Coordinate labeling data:
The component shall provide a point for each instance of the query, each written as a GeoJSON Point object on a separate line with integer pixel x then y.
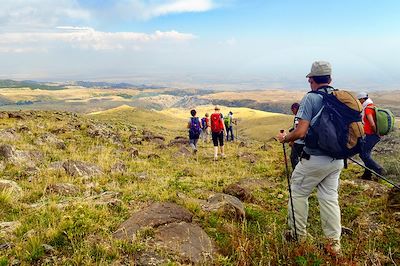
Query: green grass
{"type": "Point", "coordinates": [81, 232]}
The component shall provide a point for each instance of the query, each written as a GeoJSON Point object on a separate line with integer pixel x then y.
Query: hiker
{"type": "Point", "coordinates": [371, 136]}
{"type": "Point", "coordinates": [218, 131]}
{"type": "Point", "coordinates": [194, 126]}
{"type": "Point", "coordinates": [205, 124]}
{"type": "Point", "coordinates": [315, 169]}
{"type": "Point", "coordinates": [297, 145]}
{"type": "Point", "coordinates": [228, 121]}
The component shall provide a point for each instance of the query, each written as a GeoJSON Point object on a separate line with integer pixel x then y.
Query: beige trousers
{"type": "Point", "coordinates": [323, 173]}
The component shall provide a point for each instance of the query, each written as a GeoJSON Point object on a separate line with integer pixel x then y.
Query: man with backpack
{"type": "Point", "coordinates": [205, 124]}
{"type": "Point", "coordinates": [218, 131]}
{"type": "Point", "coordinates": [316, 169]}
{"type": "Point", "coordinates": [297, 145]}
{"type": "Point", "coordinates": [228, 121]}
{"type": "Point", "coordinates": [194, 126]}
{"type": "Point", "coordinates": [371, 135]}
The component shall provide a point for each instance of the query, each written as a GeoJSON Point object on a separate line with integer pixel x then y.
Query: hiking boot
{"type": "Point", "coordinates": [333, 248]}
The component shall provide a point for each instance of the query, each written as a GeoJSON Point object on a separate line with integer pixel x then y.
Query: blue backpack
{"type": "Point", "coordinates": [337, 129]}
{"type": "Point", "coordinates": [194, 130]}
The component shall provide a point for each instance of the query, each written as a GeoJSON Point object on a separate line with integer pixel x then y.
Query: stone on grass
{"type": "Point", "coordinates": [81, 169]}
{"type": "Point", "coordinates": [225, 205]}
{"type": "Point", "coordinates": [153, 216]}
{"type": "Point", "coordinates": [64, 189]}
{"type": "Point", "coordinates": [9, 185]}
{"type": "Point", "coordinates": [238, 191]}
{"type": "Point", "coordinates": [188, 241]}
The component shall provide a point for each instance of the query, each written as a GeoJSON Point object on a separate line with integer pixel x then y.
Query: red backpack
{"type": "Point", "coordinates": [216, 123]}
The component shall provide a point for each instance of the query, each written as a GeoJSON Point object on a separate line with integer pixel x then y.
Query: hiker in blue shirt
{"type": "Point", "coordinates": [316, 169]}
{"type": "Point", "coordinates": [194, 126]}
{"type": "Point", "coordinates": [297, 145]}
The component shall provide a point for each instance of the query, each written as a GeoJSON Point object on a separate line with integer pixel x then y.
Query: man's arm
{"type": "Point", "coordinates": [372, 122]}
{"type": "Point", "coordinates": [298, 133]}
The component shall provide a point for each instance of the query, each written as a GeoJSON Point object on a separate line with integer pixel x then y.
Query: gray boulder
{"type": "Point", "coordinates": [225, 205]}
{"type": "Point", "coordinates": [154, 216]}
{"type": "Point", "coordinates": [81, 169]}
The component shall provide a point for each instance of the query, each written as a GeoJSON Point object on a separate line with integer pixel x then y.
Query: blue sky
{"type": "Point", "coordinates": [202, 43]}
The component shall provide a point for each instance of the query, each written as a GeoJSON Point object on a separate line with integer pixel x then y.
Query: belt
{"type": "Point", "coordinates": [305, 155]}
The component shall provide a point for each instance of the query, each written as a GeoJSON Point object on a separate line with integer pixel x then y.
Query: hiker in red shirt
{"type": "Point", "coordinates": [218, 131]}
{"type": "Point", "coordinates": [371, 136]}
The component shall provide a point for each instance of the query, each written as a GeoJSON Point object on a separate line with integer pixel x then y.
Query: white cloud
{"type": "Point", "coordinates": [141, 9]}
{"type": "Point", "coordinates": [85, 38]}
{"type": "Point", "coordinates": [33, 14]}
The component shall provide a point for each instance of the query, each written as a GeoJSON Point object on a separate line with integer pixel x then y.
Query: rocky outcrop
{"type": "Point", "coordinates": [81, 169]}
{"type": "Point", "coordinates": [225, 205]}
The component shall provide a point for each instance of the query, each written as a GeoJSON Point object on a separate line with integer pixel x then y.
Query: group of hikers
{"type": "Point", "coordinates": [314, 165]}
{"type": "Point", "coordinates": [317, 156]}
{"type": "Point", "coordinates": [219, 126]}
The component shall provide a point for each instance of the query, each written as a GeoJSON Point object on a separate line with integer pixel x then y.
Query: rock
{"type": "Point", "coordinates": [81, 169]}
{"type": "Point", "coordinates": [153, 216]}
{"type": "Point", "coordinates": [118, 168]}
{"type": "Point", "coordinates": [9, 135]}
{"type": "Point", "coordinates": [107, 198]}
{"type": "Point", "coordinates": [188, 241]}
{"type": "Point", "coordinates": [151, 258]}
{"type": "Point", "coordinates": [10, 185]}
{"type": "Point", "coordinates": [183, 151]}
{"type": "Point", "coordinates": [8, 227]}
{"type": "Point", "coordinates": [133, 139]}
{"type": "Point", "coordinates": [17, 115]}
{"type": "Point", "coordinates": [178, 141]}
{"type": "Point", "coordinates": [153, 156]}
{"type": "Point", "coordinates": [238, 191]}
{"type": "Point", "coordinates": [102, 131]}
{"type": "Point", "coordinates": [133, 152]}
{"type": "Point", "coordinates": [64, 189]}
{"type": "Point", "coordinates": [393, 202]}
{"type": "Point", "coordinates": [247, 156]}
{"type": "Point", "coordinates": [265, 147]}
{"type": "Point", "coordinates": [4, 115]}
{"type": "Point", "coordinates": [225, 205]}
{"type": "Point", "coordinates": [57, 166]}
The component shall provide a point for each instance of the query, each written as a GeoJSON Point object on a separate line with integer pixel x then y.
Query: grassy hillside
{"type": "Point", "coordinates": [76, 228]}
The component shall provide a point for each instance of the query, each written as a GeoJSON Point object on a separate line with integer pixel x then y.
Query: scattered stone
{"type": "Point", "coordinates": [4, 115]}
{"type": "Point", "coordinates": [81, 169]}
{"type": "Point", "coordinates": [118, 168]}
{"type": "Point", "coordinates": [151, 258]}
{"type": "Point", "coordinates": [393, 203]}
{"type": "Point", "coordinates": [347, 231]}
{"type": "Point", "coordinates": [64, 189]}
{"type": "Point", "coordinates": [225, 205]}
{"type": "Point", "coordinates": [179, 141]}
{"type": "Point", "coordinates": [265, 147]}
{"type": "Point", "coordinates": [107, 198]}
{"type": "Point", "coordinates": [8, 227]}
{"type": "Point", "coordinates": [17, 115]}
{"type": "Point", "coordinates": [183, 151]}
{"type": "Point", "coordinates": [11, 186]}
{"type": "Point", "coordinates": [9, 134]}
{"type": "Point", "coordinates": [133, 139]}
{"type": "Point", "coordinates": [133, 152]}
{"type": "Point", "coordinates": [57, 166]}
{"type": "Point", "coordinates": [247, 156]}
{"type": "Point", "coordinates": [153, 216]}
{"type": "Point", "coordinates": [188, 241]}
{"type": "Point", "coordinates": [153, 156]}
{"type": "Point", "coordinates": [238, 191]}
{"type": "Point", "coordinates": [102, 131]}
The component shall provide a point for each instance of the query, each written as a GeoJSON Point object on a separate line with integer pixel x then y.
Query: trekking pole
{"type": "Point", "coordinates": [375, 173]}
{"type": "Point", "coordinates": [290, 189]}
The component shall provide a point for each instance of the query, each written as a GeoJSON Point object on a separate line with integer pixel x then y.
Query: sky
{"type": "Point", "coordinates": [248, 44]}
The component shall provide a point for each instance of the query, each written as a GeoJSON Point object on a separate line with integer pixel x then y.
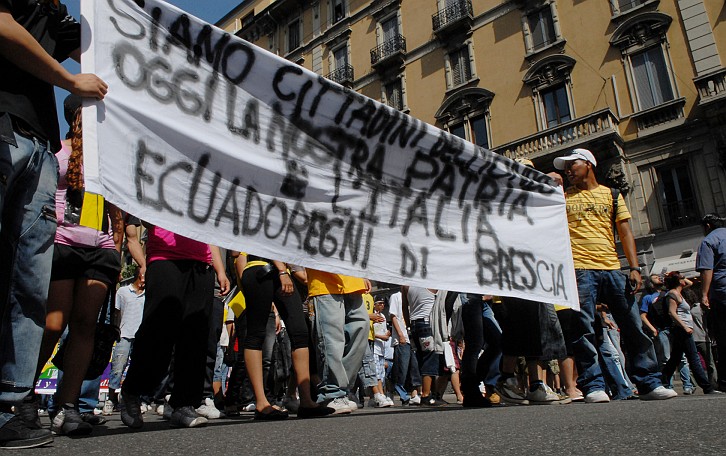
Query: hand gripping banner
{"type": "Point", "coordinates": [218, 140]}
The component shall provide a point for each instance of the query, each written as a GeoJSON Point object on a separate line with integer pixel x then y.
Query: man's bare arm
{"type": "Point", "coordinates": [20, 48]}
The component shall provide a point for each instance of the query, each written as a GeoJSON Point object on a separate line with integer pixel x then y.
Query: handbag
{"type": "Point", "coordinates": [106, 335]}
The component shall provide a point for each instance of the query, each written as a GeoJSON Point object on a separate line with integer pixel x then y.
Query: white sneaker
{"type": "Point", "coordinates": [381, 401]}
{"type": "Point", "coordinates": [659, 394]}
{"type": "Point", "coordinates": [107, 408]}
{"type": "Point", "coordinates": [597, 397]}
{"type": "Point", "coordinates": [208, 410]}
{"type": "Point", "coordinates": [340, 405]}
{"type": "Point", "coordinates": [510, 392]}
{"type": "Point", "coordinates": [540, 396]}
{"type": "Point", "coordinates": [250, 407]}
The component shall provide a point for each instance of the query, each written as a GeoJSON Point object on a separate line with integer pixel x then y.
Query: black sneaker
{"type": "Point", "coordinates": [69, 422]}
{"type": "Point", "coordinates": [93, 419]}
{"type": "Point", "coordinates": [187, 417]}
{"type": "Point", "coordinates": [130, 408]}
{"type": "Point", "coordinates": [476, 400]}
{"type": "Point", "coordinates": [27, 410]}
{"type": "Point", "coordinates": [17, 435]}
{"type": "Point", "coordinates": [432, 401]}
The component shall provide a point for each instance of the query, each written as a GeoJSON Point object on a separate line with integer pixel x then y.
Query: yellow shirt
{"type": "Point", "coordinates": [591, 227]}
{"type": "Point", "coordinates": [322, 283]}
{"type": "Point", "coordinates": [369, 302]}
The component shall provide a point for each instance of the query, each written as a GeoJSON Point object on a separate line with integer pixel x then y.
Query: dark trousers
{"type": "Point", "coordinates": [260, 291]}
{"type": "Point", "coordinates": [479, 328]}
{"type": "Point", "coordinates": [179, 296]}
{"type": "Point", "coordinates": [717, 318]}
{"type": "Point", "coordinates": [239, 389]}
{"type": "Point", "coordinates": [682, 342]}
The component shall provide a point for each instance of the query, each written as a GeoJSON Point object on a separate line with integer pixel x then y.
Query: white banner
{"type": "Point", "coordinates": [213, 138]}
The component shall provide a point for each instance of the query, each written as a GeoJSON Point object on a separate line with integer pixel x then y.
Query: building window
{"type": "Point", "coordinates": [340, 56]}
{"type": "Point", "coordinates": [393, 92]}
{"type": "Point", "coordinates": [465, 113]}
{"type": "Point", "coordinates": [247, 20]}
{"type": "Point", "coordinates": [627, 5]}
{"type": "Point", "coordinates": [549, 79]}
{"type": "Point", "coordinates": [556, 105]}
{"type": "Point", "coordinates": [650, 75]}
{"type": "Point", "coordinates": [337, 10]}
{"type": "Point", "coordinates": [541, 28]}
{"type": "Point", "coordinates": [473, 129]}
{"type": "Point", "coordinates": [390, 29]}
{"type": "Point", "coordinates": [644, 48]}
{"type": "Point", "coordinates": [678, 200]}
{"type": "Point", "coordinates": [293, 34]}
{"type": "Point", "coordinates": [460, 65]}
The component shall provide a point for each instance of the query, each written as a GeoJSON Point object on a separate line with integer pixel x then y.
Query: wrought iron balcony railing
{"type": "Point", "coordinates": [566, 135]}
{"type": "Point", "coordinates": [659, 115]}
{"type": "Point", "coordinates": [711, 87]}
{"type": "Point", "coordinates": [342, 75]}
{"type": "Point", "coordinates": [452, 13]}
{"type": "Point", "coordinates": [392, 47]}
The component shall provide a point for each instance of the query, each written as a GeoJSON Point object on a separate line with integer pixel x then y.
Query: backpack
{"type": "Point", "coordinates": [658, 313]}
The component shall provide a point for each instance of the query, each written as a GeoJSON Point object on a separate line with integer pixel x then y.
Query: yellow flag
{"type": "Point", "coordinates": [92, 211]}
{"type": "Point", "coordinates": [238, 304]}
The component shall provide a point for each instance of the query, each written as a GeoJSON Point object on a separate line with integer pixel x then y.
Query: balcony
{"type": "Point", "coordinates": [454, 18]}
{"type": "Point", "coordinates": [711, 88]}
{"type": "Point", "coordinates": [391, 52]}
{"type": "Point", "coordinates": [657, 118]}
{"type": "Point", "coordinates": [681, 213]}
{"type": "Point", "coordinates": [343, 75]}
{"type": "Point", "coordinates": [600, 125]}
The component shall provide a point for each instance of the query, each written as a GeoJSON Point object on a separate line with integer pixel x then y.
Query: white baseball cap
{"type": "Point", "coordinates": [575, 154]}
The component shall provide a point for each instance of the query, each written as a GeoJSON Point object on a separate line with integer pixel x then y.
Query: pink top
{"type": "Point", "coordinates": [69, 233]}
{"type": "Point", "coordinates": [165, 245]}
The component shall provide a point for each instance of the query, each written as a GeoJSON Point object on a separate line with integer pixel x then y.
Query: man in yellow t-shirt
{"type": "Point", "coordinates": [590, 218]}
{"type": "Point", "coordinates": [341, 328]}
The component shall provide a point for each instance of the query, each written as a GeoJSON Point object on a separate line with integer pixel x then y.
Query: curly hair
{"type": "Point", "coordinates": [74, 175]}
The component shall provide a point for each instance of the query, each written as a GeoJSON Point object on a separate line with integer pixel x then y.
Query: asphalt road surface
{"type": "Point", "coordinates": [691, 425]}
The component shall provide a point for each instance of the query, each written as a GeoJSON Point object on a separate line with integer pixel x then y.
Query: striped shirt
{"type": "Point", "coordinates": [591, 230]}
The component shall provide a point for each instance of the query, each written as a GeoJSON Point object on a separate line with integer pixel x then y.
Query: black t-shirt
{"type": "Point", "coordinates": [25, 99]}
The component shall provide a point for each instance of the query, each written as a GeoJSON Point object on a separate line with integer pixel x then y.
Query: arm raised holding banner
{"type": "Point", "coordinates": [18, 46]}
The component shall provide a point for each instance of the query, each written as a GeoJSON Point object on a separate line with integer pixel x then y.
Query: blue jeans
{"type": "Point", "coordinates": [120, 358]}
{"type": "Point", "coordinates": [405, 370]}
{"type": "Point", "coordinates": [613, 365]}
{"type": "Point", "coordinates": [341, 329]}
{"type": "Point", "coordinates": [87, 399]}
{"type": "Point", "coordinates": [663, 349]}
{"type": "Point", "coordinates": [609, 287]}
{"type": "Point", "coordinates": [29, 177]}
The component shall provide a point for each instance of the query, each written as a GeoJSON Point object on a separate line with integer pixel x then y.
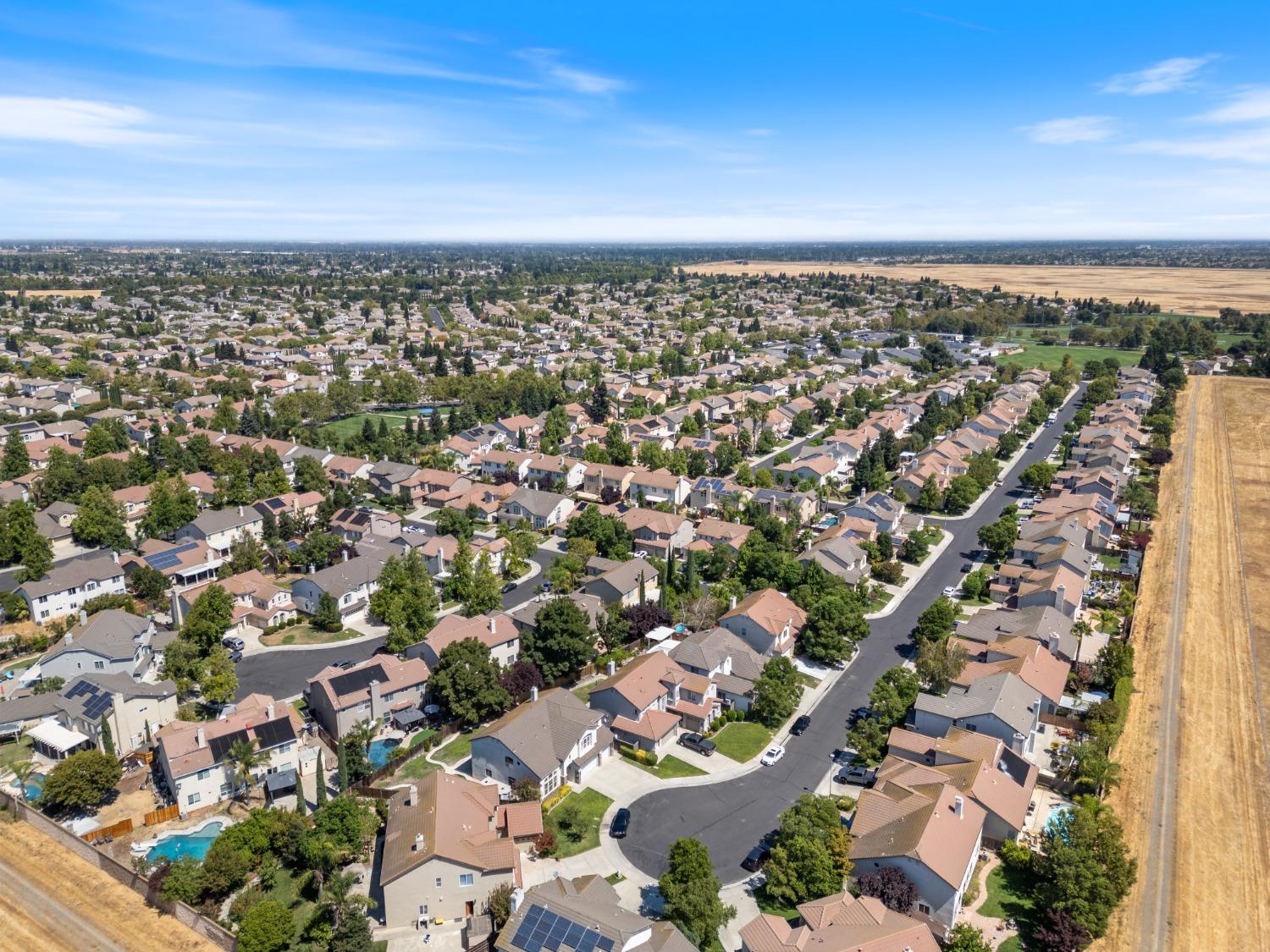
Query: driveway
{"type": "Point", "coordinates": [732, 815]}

- **Brief**
Please filter the rows above, copying every line that contains the string "white". Case counts.

- **Complete response**
Query: white cloud
Query: white sneaker
Query: white banner
Query: white baseball cap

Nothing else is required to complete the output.